- _Text section_:
48 Species Proposed as 'Endangered,' All Hawaiian
The bald eagle is one of the Endangered Species Act's successes. The iconic bird of prey was officially delisted on June 28, 2007.
HONOLULU (AP) — The federal government took a new, ecosystem-based approach to the endangered species list on Tuesday, proposing an all-at-once addition of 48 species, including plants, two birds and a fly, that live only on the Hawaiian island of Kauai.
The action by the Interior Department would designate about 43 square miles as critical habitat for all the species rather than considering each species' habitat separately, which has been the practice for three decades. Officials said considering the species all at once should save time and resources and would help the whole ecosystem.
The same approach is planned to help protect rare species on Oahu, the Big Island and Maui over the next several years, and it could be considered for the Arctic, big river systems of the Southwest and areas of the mountain West, according to department officials.
"For more than three decades, we've been struggling with one species at a time," said Dale Hall, Fish and Wildlife Service director, in a conference call with news media. "This gives us a chance to look at groups of species and at the same time be economical in the way we designate critical habitat."
Interior Secretary Dirk Kempthorne, in Honolulu for an island health conference, said the new "holistic approach" will benefit not only the listed species but also the rest of the ecosystem.
"By addressing the common threats that occur across these ecosystems, we can more effectively focus our conservation efforts on restoring the functions of these shared habitats," Kempthorne said.

- _Problem_:
Pick up the article about the 48 Hawaiian species proposed as endangered right after its final sentence and carry it forward. The records that come after this point are separate material and have no connection to the article about the Hawaiian endangered species proposal.

- _Information shown_:
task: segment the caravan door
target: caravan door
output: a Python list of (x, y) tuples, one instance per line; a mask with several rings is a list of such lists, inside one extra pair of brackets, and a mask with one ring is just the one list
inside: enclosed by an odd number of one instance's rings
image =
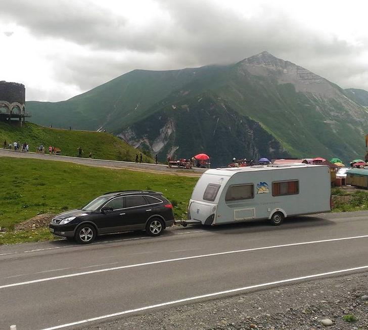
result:
[(191, 200), (188, 208), (188, 217), (201, 221), (202, 224), (212, 224), (215, 218), (216, 205), (205, 202)]

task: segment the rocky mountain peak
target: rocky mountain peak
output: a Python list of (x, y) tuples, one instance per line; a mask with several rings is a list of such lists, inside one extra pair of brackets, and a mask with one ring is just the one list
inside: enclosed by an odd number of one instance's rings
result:
[[(289, 65), (293, 64), (288, 61), (278, 59), (265, 51), (259, 54), (245, 59), (241, 63), (247, 65), (279, 68), (285, 67), (287, 63)], [(295, 65), (294, 64), (294, 65)]]

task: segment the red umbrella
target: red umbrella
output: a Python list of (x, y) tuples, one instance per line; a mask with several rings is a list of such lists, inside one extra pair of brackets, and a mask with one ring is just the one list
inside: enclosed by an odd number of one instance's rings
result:
[(366, 166), (366, 163), (365, 163), (364, 162), (358, 162), (357, 163), (354, 163), (354, 166)]
[(207, 160), (210, 159), (209, 157), (206, 154), (198, 154), (195, 156), (194, 158), (196, 159), (199, 159), (199, 160)]

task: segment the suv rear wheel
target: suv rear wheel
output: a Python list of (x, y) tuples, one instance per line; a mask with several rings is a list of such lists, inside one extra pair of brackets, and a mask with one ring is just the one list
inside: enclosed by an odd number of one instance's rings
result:
[(92, 225), (82, 224), (77, 228), (74, 238), (78, 243), (89, 244), (96, 238), (96, 229)]
[(164, 224), (159, 218), (150, 219), (146, 226), (146, 232), (150, 236), (158, 236), (164, 230)]

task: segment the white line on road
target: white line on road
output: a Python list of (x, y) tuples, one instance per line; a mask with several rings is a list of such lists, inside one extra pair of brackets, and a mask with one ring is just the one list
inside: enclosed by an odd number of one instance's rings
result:
[(2, 253), (0, 254), (0, 256), (7, 256), (8, 254), (14, 254), (15, 253), (17, 253), (17, 252), (9, 252), (9, 253)]
[(65, 269), (70, 269), (71, 267), (67, 267), (66, 268), (58, 268), (58, 269), (50, 269), (50, 270), (42, 270), (42, 271), (38, 271), (33, 274), (42, 274), (43, 273), (48, 273), (51, 271), (58, 271), (58, 270), (65, 270)]
[(199, 258), (205, 258), (206, 257), (213, 257), (214, 256), (220, 256), (225, 254), (231, 254), (233, 253), (240, 253), (241, 252), (248, 252), (250, 251), (255, 251), (260, 250), (266, 250), (268, 249), (277, 249), (279, 248), (284, 248), (290, 246), (296, 246), (298, 245), (306, 245), (307, 244), (315, 244), (317, 243), (323, 243), (330, 242), (336, 242), (338, 241), (346, 241), (347, 240), (354, 240), (356, 239), (362, 239), (368, 238), (368, 235), (364, 235), (363, 236), (355, 236), (354, 237), (345, 237), (340, 239), (332, 239), (330, 240), (323, 240), (321, 241), (313, 241), (311, 242), (304, 242), (299, 243), (291, 243), (290, 244), (283, 244), (282, 245), (274, 245), (273, 246), (263, 247), (262, 248), (253, 248), (252, 249), (245, 249), (244, 250), (238, 250), (237, 251), (226, 251), (225, 252), (218, 252), (217, 253), (210, 253), (209, 254), (203, 254), (197, 256), (192, 256), (191, 257), (183, 257), (182, 258), (176, 258), (175, 259), (169, 259), (164, 260), (159, 260), (158, 261), (151, 261), (150, 262), (144, 262), (139, 264), (134, 264), (132, 265), (127, 265), (126, 266), (120, 266), (119, 267), (114, 267), (111, 268), (105, 268), (103, 269), (97, 269), (96, 270), (90, 270), (82, 273), (75, 273), (74, 274), (69, 274), (68, 275), (62, 275), (57, 276), (54, 277), (48, 277), (46, 278), (40, 278), (39, 279), (34, 279), (33, 280), (26, 281), (25, 282), (20, 282), (19, 283), (13, 283), (12, 284), (7, 284), (4, 286), (0, 286), (0, 289), (5, 289), (5, 288), (11, 288), (12, 287), (18, 287), (19, 286), (23, 286), (26, 284), (32, 284), (33, 283), (38, 283), (39, 282), (45, 282), (46, 281), (53, 280), (54, 279), (59, 279), (60, 278), (66, 278), (68, 277), (73, 277), (76, 276), (81, 276), (82, 275), (88, 275), (89, 274), (96, 274), (97, 273), (102, 273), (106, 271), (111, 271), (112, 270), (117, 270), (118, 269), (123, 269), (125, 268), (130, 268), (134, 267), (140, 267), (142, 266), (147, 266), (149, 265), (154, 265), (156, 264), (164, 263), (165, 262), (172, 262), (173, 261), (179, 261), (181, 260), (187, 260), (192, 259), (197, 259)]
[(77, 321), (76, 322), (73, 322), (72, 323), (69, 323), (66, 324), (62, 324), (61, 325), (57, 325), (56, 326), (52, 326), (51, 327), (48, 327), (41, 330), (56, 330), (56, 329), (61, 329), (64, 327), (67, 327), (68, 326), (72, 326), (73, 325), (77, 325), (77, 324), (80, 324), (83, 323), (87, 323), (88, 322), (92, 322), (93, 321), (98, 321), (102, 320), (104, 318), (107, 318), (108, 317), (113, 317), (114, 316), (119, 316), (126, 314), (129, 314), (130, 313), (135, 313), (137, 312), (141, 312), (143, 310), (147, 310), (148, 309), (152, 309), (153, 308), (156, 308), (157, 307), (162, 307), (164, 306), (168, 306), (169, 305), (173, 305), (174, 304), (178, 304), (180, 303), (183, 303), (187, 301), (191, 301), (193, 300), (196, 300), (197, 299), (201, 299), (206, 298), (210, 298), (215, 297), (216, 296), (220, 296), (221, 295), (225, 295), (229, 293), (233, 293), (235, 292), (239, 292), (239, 291), (245, 291), (246, 290), (249, 290), (252, 289), (256, 289), (257, 288), (262, 288), (262, 287), (267, 287), (269, 286), (275, 285), (277, 284), (281, 284), (281, 283), (287, 283), (288, 282), (294, 282), (297, 280), (300, 280), (302, 279), (306, 279), (307, 278), (313, 278), (314, 277), (319, 277), (323, 276), (327, 276), (328, 275), (333, 275), (334, 274), (339, 274), (341, 273), (347, 272), (348, 271), (353, 271), (354, 270), (359, 270), (361, 269), (365, 269), (368, 268), (368, 266), (362, 266), (361, 267), (356, 267), (353, 268), (348, 268), (347, 269), (341, 269), (340, 270), (335, 270), (334, 271), (329, 271), (326, 273), (321, 273), (320, 274), (315, 274), (314, 275), (308, 275), (306, 276), (302, 276), (299, 277), (294, 277), (293, 278), (288, 278), (287, 279), (282, 279), (281, 280), (275, 281), (274, 282), (268, 282), (267, 283), (262, 283), (262, 284), (256, 284), (253, 286), (250, 286), (249, 287), (244, 287), (243, 288), (238, 288), (237, 289), (233, 289), (230, 290), (226, 290), (225, 291), (220, 291), (219, 292), (214, 292), (213, 293), (208, 294), (207, 295), (202, 295), (202, 296), (197, 296), (196, 297), (191, 297), (190, 298), (184, 298), (183, 299), (179, 299), (178, 300), (174, 300), (173, 301), (168, 301), (165, 303), (162, 303), (161, 304), (157, 304), (157, 305), (152, 305), (151, 306), (146, 306), (144, 307), (141, 307), (140, 308), (135, 308), (134, 309), (130, 309), (128, 310), (123, 311), (122, 312), (119, 312), (118, 313), (114, 313), (114, 314), (110, 314), (109, 315), (103, 315), (102, 316), (98, 316), (97, 317), (93, 317), (92, 318), (88, 318), (85, 320), (81, 320), (80, 321)]
[(114, 265), (115, 264), (117, 264), (117, 262), (111, 262), (110, 263), (103, 263), (101, 264), (100, 265), (93, 265), (92, 266), (86, 266), (85, 267), (80, 267), (79, 269), (83, 269), (83, 268), (90, 268), (93, 267), (100, 267), (101, 266), (107, 266), (107, 265)]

- _Result of this task_:
The species include 45 plants, two birds and an insect, the Hawaiian picture-wing fly.
The Endangered Species Coalition hailed the action as "an end to the drought," noting that the Interior Department has added only one species to the endangered list in the past two years, the polar bear.
It pointed out that no recommendation has been made for 23 other species the administration had told Congress it would be proposing for this fiscal year.
The American Bird Conservancy said the two birds proposed for listing need all the help they can get. Both birds are species of honeycreepers.
The two Kauai birds are the akikiki and the akekee, both honeycreepers and prized finds for birdwatchers. The akekee is yellow and green with a short blue bill and long notched tail. The akikiki has dark feathers above and light feathers below and a pink bill.
George Fenwick, president of the conservancy, said recent surveys show the two species are on the brink of extinction, with fewer than 1,400 akikiki in 2005 in a shrinking Kauai habitat. The akekee population was estimated at 3,500 last year, down from about 8,000 birds in 2000.
Scientists blame nonnative plants, feral pigs and goats, disease introduced by mosquitoes and storms for the decline. Development also has hurt Kauai's ecosystem, though much of the land proposed for critical habitat is mountainous and roadless.
A final decision on adding the species to the list will be made after a yearlong study.
Hawaii has more endangered species than any other state with 329, and Kauai has more than any other Hawaiian island with the greatest diversity of plants and animals.
"It is appropriate that we begin this new approach to listing species and designating critical habitat in Kauai," said Patrick Leonard, field supervisor for the Pacific Islands Fish and Wildlife Office.
All but 1,646 acres of the 27,674 acres proposed for the 48 species overlap existing critical habitat for other species. Most of the land is federally owned, but nearly 6,000 acres is held by 12 private owners.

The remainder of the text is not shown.